**Lines that point to named objects:**

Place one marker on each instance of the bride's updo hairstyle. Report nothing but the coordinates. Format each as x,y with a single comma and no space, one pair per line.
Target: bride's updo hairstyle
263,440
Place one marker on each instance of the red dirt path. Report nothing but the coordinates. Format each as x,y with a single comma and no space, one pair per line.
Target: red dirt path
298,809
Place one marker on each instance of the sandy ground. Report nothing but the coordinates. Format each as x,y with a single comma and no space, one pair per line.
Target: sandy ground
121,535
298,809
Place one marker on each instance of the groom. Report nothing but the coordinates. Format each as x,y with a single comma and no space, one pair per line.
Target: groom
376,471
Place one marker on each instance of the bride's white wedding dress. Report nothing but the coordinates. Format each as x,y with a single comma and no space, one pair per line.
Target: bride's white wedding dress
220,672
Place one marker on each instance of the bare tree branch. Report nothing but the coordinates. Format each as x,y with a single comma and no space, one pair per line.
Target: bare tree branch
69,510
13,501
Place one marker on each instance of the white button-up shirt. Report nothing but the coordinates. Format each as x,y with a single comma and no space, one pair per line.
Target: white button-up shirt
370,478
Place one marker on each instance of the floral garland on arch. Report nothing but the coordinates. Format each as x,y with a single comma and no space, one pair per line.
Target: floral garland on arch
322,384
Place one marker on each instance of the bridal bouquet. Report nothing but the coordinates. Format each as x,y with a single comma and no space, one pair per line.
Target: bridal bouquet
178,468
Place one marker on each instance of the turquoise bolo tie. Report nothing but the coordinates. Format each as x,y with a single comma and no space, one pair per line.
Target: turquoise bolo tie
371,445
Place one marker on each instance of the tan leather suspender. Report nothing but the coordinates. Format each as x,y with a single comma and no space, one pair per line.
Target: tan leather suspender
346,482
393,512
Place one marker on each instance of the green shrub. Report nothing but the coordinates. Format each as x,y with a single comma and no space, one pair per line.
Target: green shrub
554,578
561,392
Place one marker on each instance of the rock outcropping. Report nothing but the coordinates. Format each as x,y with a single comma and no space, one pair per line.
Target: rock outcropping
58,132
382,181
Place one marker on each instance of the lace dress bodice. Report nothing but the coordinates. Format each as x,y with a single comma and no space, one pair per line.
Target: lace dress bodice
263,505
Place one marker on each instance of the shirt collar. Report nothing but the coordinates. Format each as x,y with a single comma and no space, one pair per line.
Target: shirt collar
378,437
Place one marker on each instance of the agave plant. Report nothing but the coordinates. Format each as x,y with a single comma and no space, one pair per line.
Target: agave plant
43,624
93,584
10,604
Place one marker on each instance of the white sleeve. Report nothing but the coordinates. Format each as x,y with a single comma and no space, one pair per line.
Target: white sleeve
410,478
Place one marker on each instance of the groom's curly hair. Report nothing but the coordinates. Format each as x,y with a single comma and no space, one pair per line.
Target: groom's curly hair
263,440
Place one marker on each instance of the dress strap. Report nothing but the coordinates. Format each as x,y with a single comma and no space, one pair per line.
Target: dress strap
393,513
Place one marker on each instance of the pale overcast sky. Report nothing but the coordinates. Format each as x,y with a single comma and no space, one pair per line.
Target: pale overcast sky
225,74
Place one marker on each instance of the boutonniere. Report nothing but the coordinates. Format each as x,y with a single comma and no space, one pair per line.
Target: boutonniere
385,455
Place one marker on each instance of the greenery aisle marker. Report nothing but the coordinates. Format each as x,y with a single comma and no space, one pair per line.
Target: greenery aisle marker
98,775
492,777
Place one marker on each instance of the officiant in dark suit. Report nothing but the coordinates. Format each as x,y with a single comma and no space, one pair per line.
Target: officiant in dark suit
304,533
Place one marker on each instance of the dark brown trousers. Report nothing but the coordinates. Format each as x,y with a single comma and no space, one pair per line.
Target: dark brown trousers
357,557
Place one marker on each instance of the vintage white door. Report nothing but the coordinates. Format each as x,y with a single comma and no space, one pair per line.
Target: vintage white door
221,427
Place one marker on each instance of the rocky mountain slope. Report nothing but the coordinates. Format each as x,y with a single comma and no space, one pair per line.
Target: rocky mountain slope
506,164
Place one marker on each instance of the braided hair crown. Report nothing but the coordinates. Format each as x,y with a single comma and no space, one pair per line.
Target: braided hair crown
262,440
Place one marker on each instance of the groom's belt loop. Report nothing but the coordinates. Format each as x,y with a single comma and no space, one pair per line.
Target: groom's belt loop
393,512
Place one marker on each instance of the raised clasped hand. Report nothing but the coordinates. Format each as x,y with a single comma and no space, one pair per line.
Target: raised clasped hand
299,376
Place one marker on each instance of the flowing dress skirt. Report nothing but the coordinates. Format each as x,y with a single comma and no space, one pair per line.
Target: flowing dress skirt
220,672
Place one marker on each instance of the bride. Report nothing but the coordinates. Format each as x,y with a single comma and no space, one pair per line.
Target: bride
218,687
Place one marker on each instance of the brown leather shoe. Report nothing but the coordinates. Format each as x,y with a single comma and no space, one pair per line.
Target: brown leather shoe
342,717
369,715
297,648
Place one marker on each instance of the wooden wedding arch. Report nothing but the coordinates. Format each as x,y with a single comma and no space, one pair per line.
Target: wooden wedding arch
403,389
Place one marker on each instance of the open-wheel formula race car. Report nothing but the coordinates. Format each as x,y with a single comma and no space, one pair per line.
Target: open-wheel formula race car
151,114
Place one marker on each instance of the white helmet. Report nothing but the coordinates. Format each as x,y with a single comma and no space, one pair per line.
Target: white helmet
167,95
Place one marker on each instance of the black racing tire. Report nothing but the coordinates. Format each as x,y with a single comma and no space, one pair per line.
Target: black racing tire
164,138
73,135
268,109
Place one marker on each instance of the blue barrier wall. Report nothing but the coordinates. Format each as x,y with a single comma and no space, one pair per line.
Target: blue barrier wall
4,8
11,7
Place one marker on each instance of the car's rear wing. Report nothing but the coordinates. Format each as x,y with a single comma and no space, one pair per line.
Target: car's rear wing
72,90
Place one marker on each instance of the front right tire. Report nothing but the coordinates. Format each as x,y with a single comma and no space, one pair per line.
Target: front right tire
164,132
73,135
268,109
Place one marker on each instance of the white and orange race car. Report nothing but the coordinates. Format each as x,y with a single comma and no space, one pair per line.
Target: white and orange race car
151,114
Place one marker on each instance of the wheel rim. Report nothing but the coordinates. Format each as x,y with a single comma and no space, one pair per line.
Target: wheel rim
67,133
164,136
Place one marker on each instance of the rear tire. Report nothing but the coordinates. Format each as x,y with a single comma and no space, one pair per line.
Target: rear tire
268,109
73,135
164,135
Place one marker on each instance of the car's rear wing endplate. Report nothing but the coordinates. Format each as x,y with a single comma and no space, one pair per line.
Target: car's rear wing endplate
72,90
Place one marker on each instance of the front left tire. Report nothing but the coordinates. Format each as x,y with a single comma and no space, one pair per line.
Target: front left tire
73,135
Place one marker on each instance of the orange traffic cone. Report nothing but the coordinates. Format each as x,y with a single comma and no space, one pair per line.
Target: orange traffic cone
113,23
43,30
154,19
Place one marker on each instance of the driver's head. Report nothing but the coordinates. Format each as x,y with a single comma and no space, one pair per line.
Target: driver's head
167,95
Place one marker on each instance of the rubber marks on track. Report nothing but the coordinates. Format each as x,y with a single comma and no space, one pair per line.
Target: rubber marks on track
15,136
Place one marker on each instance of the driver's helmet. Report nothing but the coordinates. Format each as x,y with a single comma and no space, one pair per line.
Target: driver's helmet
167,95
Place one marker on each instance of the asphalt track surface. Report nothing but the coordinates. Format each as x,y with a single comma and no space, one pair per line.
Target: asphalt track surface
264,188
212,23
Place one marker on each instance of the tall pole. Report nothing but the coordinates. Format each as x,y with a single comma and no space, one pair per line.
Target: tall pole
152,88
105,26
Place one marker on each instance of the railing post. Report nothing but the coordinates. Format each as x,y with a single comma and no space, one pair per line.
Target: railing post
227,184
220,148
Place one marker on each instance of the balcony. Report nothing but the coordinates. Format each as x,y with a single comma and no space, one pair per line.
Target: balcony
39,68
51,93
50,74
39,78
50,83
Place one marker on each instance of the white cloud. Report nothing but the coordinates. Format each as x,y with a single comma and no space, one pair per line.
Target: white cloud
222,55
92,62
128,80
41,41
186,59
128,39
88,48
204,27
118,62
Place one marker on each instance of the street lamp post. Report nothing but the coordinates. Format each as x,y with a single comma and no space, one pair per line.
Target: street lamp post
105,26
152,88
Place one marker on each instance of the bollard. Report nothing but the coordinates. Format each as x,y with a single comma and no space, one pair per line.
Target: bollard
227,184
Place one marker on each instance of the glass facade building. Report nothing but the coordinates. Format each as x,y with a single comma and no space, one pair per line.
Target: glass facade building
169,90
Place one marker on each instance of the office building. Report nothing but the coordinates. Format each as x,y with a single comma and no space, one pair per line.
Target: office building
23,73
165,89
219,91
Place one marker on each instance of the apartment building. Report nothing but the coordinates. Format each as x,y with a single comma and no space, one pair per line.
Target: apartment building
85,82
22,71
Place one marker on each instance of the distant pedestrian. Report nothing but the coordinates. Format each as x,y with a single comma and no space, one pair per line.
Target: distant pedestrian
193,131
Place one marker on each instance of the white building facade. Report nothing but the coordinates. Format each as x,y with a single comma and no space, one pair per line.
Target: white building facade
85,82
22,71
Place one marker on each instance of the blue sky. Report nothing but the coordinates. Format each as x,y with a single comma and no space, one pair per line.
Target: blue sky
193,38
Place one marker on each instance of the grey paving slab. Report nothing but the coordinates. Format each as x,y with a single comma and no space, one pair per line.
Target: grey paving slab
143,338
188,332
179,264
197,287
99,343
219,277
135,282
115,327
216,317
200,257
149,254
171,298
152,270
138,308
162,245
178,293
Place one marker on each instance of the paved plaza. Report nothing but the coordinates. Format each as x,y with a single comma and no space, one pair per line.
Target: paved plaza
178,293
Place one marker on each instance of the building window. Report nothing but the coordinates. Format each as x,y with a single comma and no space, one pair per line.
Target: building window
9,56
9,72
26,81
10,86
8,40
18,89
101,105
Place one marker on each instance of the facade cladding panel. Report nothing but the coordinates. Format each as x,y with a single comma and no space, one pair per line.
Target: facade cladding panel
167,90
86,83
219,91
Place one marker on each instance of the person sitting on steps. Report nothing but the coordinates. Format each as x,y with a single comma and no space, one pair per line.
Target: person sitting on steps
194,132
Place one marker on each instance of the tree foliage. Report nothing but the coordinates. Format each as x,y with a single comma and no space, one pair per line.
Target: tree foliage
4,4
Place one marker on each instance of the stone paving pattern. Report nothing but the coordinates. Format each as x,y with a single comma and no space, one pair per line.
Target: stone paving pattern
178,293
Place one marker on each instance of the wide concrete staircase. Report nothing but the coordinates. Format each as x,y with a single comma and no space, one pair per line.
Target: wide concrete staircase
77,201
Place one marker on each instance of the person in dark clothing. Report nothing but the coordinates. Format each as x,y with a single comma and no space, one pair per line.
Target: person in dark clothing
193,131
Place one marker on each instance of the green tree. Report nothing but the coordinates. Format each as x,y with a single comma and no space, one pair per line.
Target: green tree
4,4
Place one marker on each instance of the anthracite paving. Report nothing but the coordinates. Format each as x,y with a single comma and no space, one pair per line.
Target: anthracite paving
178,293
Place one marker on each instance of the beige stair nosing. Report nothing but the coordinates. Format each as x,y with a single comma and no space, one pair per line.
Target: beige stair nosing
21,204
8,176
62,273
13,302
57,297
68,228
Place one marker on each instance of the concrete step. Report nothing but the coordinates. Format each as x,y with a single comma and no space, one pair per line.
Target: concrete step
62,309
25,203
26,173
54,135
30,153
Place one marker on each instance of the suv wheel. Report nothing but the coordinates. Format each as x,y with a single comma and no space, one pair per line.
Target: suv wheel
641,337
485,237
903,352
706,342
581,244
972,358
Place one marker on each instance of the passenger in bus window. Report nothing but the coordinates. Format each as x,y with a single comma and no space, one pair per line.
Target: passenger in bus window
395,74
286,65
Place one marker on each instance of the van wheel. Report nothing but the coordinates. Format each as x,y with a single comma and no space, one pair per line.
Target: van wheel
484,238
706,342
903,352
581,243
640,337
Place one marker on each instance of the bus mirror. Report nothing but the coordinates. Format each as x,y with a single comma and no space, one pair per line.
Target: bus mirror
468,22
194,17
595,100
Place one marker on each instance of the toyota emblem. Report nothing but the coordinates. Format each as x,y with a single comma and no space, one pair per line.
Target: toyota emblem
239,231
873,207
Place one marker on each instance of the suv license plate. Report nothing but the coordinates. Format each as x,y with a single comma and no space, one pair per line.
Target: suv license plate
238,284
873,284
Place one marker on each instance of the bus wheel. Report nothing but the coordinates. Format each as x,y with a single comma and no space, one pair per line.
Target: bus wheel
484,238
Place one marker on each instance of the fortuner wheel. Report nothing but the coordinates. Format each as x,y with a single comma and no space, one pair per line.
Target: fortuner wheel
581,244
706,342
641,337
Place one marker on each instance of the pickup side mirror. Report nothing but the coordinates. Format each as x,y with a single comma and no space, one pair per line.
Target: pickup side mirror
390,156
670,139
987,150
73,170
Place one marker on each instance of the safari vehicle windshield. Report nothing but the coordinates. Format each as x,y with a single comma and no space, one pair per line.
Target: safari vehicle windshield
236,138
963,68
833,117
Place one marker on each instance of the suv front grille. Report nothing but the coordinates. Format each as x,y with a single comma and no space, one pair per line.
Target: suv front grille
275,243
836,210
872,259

**AIM OF THE TASK:**
Arrange the lines, starting at the one that contains "Place one marker on each instance of the suv front" and ending at the last line, as a CSV with the columns text and answer. Put each answer in one row beside the text that comes before it, with each field in quotes and line breaks turned into spaces.

**TASK OUTPUT:**
text,answer
"Place one marker on each instance of the suv front grille. Report nothing but the coordinates. Format each as x,y with a single comma and no space, one pair per line. Target: suv front grille","275,243 836,210 872,259"